(Point annotation records)
──────

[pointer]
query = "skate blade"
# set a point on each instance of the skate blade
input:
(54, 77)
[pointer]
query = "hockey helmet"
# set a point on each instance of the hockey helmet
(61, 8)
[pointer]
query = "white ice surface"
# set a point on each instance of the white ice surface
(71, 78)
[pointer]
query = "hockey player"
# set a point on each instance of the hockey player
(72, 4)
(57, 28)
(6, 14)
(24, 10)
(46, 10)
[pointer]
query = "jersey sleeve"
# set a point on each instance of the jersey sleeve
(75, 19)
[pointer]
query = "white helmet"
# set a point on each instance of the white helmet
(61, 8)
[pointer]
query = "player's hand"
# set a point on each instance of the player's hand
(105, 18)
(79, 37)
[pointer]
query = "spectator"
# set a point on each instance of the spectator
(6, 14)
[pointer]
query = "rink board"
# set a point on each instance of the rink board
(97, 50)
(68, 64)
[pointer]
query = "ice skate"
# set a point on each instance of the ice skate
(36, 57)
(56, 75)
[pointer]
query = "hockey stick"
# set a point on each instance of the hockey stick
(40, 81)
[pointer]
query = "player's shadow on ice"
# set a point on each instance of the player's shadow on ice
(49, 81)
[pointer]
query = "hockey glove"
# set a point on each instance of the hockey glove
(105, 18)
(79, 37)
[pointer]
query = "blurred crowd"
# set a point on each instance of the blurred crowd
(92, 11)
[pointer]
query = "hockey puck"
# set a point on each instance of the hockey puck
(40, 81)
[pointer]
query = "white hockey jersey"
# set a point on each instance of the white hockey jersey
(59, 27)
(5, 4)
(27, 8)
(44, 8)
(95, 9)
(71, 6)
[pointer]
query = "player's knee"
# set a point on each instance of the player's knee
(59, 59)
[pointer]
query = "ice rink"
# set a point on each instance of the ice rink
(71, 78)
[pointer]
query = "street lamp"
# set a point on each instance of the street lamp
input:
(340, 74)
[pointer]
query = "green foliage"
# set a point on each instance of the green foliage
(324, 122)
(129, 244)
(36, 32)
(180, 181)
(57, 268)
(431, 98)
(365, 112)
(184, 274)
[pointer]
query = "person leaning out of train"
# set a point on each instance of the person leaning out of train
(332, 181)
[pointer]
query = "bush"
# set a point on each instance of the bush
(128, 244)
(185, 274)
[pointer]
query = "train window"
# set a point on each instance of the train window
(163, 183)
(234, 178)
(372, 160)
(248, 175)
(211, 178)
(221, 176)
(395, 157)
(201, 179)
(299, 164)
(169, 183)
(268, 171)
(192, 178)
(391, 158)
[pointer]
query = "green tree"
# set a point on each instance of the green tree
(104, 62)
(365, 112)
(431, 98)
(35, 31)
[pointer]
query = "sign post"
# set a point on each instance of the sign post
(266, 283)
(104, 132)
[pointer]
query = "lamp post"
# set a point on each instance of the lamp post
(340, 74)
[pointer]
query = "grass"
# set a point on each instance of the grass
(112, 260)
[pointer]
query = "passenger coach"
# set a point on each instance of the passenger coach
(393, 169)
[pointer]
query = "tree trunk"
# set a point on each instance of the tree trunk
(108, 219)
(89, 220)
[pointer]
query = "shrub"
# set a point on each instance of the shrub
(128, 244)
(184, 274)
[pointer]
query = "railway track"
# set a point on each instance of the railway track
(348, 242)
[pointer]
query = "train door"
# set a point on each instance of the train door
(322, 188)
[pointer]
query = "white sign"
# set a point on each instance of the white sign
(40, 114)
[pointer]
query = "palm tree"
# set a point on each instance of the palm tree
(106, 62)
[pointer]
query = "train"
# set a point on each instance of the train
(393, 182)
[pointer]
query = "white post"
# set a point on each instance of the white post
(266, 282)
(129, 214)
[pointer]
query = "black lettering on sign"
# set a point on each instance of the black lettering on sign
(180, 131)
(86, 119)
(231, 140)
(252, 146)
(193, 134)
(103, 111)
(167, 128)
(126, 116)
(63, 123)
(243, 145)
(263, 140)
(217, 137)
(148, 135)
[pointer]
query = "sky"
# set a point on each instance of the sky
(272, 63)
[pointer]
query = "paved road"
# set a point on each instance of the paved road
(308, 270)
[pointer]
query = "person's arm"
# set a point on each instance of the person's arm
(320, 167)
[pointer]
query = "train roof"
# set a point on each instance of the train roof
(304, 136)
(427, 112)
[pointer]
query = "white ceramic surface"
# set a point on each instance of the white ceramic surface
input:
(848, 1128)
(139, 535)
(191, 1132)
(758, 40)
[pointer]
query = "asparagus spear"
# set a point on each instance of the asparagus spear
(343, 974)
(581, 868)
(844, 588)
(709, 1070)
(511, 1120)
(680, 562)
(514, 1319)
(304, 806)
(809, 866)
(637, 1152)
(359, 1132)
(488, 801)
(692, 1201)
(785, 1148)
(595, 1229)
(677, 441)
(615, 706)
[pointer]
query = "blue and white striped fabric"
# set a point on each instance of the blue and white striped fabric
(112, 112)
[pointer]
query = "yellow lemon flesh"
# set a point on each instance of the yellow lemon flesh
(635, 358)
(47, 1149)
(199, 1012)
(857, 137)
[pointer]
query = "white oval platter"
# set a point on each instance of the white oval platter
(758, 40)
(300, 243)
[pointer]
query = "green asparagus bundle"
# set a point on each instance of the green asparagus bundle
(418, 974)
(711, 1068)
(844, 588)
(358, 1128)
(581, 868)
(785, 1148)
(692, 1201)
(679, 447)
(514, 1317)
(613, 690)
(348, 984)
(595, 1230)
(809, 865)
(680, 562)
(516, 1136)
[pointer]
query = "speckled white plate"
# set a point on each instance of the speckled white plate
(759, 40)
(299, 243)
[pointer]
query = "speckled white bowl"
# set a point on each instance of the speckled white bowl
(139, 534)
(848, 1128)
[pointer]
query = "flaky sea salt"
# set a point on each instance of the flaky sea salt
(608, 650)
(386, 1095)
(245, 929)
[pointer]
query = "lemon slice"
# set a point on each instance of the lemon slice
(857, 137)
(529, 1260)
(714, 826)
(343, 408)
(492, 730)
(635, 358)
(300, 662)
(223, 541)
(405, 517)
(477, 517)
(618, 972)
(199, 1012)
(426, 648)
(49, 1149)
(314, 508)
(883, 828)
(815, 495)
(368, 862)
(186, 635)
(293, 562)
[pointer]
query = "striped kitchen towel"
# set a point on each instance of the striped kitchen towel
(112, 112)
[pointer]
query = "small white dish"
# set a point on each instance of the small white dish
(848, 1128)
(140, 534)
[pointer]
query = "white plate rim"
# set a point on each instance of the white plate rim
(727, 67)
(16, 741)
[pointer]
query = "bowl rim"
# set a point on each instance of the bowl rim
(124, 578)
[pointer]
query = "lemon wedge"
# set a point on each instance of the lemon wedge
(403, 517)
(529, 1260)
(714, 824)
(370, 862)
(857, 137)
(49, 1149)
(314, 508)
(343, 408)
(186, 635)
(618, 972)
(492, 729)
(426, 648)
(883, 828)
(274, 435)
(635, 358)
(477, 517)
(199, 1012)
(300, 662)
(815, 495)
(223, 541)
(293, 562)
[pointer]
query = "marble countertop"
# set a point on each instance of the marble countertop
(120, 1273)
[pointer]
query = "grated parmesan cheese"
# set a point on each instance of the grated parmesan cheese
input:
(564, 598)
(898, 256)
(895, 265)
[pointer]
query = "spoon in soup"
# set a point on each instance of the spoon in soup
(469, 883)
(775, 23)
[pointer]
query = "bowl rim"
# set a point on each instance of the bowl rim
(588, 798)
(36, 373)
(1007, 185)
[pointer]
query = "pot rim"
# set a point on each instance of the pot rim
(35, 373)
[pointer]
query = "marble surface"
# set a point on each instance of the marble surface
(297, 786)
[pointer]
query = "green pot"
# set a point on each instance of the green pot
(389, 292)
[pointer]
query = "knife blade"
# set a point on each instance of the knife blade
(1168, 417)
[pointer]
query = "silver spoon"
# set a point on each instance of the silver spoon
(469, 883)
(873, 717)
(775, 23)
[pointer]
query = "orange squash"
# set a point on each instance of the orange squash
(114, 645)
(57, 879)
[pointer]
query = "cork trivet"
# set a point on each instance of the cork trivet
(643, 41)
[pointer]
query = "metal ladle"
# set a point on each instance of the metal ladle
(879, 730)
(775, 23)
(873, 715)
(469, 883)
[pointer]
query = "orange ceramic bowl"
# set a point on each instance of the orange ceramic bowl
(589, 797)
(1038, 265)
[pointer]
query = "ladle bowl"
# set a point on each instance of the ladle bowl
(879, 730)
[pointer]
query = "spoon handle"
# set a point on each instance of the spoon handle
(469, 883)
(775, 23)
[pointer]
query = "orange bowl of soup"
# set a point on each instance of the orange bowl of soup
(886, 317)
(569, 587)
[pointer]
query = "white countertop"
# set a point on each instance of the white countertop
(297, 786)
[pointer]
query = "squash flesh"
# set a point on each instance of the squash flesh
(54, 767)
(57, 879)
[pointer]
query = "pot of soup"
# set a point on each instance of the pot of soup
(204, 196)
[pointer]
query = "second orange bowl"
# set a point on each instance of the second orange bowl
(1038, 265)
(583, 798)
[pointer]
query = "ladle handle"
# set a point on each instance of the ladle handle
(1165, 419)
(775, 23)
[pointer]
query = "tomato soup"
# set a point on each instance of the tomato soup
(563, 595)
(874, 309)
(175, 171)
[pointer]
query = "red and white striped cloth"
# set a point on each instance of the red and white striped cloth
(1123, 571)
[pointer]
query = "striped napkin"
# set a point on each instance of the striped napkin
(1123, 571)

──────

→ **Given problem**: Please return every line of the data above that contains the word "skate".

→ **Right answer**:
query = "skate blade"
# set a point on each instance of the skate blade
query = "ice skate"
# set a point on each instance of the ice skate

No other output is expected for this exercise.